# Given task:
Reproduce the material below verbatim, from its first line through the line containing "(545, 463), (681, 525)", including that line and stopping there.

# Dataset content:
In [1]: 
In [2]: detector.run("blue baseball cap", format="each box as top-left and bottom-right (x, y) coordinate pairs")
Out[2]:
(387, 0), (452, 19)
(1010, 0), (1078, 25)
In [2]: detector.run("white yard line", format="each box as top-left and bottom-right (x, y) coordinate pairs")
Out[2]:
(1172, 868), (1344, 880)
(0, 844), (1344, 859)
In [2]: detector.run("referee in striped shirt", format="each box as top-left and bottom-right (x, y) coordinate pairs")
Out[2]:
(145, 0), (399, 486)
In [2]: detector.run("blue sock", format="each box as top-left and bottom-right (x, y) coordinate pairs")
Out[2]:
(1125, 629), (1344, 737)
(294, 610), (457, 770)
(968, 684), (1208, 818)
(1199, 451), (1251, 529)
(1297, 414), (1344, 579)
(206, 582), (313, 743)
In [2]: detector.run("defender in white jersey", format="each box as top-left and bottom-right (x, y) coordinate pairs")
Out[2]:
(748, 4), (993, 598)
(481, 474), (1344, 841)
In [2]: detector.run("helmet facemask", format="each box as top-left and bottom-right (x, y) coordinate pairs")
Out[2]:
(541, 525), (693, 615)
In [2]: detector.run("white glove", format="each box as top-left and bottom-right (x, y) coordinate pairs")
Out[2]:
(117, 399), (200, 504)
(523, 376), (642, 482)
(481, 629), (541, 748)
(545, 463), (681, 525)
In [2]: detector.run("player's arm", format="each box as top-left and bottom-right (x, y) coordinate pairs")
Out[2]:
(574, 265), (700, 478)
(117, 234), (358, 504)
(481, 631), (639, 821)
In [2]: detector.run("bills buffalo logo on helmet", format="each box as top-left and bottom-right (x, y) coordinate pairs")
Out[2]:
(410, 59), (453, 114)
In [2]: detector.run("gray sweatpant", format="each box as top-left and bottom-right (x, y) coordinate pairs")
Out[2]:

# Exercise result:
In [1]: 
In [2]: detector.run("blue baseball cap", format="each box as top-left and bottom-right (x, y) coordinate pairs")
Out[2]:
(387, 0), (452, 19)
(1010, 0), (1078, 25)
In [2]: detector.run("white yard line", format="each box as top-left and bottom-right (x, y) coordinate pairs")
Out[2]:
(1172, 868), (1344, 880)
(0, 844), (1344, 859)
In [2]: detector.run("referee in striped shirt", format="each box as top-left and bottom-right (x, y) coordinate pairs")
Out[2]:
(145, 0), (399, 486)
In [2]: detector.run("blue sock", format="each box as top-left and bottom-right (x, y) coordinate pairs")
Out[2]:
(1125, 629), (1344, 737)
(294, 610), (457, 770)
(968, 684), (1208, 818)
(1199, 451), (1251, 529)
(1297, 414), (1344, 579)
(206, 582), (313, 743)
In [2]: detector.run("defender in white jersey", format="each box as top-left and bottom-right (x, y) coordinate pairs")
Out[2]:
(748, 4), (993, 598)
(481, 474), (1344, 841)
In [2]: detector.run("helmet facemask", format="each box as top-left and bottom-right (x, y) coordinate pairs")
Out[2]:
(541, 525), (693, 615)
In [2]: detector.run("white glove", format="each box as top-left and bottom-right (x, y) coordinate pairs")
Out[2]:
(117, 399), (200, 504)
(523, 376), (642, 482)
(481, 629), (541, 748)
(545, 463), (681, 525)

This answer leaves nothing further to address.